---------- Material for the task ----------

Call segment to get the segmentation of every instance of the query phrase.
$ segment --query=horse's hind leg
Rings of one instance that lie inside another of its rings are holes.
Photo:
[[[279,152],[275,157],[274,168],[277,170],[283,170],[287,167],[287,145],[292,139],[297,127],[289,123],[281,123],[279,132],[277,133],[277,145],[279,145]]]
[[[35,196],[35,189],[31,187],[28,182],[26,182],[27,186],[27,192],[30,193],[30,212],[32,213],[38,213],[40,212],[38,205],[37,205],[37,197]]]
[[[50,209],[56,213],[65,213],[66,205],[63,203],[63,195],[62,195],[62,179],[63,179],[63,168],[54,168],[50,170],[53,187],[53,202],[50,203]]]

----------

Required work ::
Convert every line of the records above into a JSON list of strings, one string per line, and leave out any blank lines.

Solution ::
[
  "Call segment to get the segmentation of every instance of the query phrase.",
  "$ segment --query=horse's hind leg",
  "Rings of one instance that lie inside another of its rings are holes.",
  "Photo:",
  "[[[279,152],[275,157],[274,168],[277,170],[283,170],[287,167],[287,145],[292,139],[297,127],[289,123],[281,123],[279,132],[277,133],[277,145],[279,145]]]",
  "[[[35,196],[35,189],[31,187],[28,182],[26,182],[27,186],[27,192],[30,193],[30,212],[32,213],[38,213],[40,212],[38,205],[37,205],[37,197]]]",
  "[[[50,209],[56,213],[65,213],[66,205],[63,203],[63,195],[62,195],[62,179],[63,179],[63,168],[54,168],[50,170],[53,187],[53,202],[50,203]]]"
]